(Beginning of Data for the task)

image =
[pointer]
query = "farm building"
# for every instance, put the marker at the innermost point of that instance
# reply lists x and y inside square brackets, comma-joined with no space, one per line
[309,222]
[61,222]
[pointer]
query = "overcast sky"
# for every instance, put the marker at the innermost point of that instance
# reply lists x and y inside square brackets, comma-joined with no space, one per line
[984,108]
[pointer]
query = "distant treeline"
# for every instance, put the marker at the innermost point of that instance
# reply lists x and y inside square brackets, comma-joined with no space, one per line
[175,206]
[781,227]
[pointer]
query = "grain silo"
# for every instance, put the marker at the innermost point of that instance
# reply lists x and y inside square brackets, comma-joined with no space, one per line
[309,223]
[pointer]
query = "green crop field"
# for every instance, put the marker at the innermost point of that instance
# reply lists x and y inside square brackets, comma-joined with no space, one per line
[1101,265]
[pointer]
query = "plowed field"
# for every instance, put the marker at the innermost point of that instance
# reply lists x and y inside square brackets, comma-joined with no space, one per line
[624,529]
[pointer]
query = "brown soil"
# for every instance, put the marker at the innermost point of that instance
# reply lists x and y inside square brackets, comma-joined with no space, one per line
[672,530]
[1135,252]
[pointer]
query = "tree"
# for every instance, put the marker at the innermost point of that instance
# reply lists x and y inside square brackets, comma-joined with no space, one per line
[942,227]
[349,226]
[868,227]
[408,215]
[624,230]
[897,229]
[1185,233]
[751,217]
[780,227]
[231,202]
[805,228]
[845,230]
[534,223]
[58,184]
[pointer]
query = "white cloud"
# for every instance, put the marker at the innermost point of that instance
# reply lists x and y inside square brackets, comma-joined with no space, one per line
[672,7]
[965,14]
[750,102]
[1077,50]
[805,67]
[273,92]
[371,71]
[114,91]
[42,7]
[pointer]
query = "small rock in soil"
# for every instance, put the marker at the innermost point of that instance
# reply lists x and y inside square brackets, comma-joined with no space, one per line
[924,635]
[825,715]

(End of Data for the task)

_About this exercise_. Look through the entries above, and wherever a line holds the word "soil", copy it.

_Completed task_.
query = "brown soil"
query = "small rock in soil"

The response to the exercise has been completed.